:: WORK TO DO ::
Starting at the line that contains "of the field" and ending at the last line of the entries below, write out those lines again, requests included. Scale only the point coordinates in the answers by multiplying each by 1.1 and rounding to a whole number, with halves rounded up.
* * * * * * *
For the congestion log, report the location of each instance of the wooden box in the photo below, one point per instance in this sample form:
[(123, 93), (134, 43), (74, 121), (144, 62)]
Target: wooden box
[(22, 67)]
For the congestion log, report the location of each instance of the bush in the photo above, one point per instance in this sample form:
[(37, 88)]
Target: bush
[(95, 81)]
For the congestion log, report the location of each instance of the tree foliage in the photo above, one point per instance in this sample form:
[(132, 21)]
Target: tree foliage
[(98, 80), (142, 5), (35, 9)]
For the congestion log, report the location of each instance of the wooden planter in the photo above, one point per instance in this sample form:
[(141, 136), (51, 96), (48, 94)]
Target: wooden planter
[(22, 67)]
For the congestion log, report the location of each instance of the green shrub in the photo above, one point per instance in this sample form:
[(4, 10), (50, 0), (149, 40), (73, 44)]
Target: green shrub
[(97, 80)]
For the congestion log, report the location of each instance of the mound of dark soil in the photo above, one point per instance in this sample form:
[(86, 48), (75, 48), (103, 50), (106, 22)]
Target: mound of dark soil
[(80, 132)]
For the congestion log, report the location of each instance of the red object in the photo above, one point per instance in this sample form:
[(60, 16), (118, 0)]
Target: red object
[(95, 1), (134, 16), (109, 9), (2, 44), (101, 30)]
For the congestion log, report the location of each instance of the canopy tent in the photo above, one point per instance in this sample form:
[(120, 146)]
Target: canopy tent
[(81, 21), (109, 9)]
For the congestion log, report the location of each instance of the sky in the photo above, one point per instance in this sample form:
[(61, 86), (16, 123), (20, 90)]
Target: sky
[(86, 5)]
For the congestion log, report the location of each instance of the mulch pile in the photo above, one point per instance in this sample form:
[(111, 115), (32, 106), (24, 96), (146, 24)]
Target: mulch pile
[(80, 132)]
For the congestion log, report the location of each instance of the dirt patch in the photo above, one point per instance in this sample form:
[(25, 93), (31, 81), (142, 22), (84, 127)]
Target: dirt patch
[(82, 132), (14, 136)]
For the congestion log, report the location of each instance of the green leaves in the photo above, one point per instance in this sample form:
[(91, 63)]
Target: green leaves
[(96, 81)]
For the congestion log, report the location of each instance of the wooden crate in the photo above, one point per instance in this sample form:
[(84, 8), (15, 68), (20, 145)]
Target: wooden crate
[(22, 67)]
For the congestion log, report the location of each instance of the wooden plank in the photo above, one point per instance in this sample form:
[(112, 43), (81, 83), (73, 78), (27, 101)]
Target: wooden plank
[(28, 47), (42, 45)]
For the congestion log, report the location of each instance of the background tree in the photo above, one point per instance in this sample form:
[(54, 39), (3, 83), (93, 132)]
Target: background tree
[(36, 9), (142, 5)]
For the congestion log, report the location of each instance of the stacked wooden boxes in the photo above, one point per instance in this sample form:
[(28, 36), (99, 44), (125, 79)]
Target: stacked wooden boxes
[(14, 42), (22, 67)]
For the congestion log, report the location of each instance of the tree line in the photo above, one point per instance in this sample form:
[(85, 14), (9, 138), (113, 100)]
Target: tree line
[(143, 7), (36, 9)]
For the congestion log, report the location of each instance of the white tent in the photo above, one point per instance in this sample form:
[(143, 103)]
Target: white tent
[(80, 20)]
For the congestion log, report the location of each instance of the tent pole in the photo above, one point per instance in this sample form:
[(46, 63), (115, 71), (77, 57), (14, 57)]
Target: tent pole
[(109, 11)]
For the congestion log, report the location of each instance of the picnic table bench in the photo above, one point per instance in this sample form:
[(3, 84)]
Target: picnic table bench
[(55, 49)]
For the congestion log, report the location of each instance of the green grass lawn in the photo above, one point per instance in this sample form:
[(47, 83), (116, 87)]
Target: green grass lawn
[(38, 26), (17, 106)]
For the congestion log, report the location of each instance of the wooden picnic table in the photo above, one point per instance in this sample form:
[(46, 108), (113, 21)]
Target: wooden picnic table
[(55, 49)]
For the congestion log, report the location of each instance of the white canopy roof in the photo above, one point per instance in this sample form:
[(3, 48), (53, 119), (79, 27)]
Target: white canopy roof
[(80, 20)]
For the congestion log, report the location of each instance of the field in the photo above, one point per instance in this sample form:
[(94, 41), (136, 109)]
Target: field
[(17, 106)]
* * * * * * *
:: TASK RESPONSE ::
For the congestion log, report the location of each instance of the field in the photo above, one point per instance in this sample form:
[(94, 41), (136, 109)]
Target: field
[(19, 117)]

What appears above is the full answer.